Collected data
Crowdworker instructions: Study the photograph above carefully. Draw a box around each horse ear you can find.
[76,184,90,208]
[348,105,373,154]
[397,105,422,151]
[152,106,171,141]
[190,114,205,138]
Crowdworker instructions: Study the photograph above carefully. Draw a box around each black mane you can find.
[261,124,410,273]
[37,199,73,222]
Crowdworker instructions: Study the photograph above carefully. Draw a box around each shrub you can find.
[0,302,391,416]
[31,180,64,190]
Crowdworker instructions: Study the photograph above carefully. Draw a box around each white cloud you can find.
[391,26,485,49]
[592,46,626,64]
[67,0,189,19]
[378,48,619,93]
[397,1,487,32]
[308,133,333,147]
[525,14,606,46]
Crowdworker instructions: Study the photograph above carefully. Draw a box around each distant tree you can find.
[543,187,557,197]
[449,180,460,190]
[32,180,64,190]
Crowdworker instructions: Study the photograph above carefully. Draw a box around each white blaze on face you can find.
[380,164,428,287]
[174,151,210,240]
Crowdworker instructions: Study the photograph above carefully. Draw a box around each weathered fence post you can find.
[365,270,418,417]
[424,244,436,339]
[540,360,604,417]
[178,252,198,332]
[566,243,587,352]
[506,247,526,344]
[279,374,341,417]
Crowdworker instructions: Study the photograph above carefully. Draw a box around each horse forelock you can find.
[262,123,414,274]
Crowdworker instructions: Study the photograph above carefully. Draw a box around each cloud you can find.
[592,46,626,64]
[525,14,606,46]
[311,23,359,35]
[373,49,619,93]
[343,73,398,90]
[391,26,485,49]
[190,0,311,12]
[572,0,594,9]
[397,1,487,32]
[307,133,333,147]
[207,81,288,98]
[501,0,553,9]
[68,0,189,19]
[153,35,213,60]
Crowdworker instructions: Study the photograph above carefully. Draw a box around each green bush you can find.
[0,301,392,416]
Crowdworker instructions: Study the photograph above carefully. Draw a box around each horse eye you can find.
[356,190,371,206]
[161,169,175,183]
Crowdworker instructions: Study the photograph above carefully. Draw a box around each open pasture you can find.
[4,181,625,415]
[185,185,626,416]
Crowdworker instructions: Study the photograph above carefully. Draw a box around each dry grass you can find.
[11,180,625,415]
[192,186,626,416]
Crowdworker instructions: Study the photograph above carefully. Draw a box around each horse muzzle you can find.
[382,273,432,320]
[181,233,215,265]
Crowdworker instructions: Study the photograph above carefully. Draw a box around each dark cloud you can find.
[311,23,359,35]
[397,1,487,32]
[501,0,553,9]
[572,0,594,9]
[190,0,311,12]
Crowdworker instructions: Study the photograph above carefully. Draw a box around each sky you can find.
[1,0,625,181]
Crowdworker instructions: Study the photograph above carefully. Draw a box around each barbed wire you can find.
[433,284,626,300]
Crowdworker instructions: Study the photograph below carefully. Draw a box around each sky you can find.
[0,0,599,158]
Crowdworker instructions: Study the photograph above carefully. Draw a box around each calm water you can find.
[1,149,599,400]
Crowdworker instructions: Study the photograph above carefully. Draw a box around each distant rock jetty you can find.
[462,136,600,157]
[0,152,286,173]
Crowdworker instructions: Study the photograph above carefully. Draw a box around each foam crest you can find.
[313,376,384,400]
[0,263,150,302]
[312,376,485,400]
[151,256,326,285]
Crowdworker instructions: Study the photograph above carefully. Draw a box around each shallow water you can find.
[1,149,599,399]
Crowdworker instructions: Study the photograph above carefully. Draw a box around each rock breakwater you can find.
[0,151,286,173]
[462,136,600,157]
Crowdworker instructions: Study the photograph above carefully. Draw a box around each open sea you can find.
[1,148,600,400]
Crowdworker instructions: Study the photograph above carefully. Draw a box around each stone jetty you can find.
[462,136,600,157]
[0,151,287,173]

• **Exercise description**: Write out every entry above exactly as given.

• **Exercise result**:
Crowdworker instructions: Study the photograph above carefully. Draw a box around each horse ear you can find.
[76,184,90,208]
[348,105,373,154]
[397,105,422,151]
[152,106,171,141]
[190,114,205,138]
Crowdworker instructions: Study the photograph above carefully. Draw a box around each black mane you can find.
[261,124,410,273]
[37,199,73,222]
Crowdworker instructions: Study the photograph above carefully. Draw a box around each shrub you can find.
[0,302,391,416]
[31,180,64,190]
Crowdworker instructions: Study the photograph above carefully. Draw a box around each white cloud you can find.
[391,26,485,49]
[592,46,626,64]
[67,0,189,19]
[378,48,619,93]
[397,1,487,32]
[308,133,333,147]
[525,14,606,46]
Crowdworker instructions: Study the photograph above carefully. Draw a box around each distant tree you can find.
[543,187,557,197]
[449,180,460,190]
[32,180,64,190]
Crowdworker instructions: Study the photograph above carefully. Draw a box around each white blaze on face you can find.
[380,164,428,287]
[174,151,210,240]
Crowdworker instructions: Study the photograph above carefully. Draw a box around each weathered fence post you can find.
[365,270,418,417]
[424,244,436,339]
[540,360,604,417]
[178,252,198,332]
[566,243,587,352]
[506,247,526,344]
[279,374,341,417]
Crowdworker instructions: Study the photograph above carefully. Draw a box around each horse forelock you can find.
[262,123,414,274]
Crowdworker instructions: Study the photograph above carefully. Draw a box around each cloud you can find.
[592,46,626,64]
[525,14,606,46]
[311,23,359,35]
[373,49,619,93]
[343,73,398,90]
[391,26,485,49]
[190,0,311,12]
[572,0,594,9]
[397,1,487,32]
[307,133,333,147]
[207,81,288,98]
[501,0,553,9]
[68,0,189,19]
[153,35,213,60]
Crowdworker instructions: Study the photograph above carefully. Draw a box around each green bush you can find.
[0,301,392,416]
Crowdworker instructions: Study the photograph above carefully. Draw a box around each horse eye you can find.
[356,190,371,206]
[161,169,175,183]
Crowdworker instructions: Study the photograph above carefully. Draw a box around each open pasture you can find.
[4,181,625,415]
[185,185,626,416]
Crowdworker instructions: Study the photograph above carefully. Draw a box around each dry grass you can find.
[11,180,625,415]
[192,186,626,416]
Crowdworker instructions: Study the photograph above carefully. Draw a box around each horse muzzle you can find.
[382,273,432,320]
[181,233,215,265]
Crowdworker instructions: Study the photograph above carefully. Draw a box around each dark cloud you can find.
[311,23,359,35]
[397,1,487,32]
[501,0,553,9]
[572,0,594,9]
[190,0,311,12]
Crowdworker instructions: Study the photograph above carefully. Draw a box around each sky you can find.
[1,0,625,181]
Crowdworker instructions: Study the photograph above carefully. Draw a box around each barbed wire you can find.
[433,284,626,300]
Crowdworker instructions: Study the photograph below carefully. Draw a box around each sky you can find.
[0,0,599,158]
Crowdworker instructions: Study the photograph above carefully. Draw a box around each calm water you can find.
[1,149,599,400]
Crowdworker instructions: Study the photograph above carefully. Draw a box around each distant rock jetty you can find.
[462,136,600,157]
[0,152,286,173]
Crowdworker instructions: Study the photograph above carefully. Draw a box around each foam crest you can find.
[313,376,384,400]
[0,263,150,302]
[312,376,485,400]
[151,256,326,285]
Crowdworker instructions: Study the photograph above carefully. Draw a box around each shallow water you can find.
[1,149,599,399]
Crowdworker instructions: Study the photograph above carefully. Draw a box around each rock breakwater you can find.
[0,151,286,173]
[462,136,600,157]
Crowdworker instructions: Study the photograph above carefully. Draw a box around each open sea you can find.
[1,148,600,400]
Crowdworker instructions: Study the photograph above carefully. Draw a box around each stone jetty you can find.
[462,136,600,157]
[0,151,287,173]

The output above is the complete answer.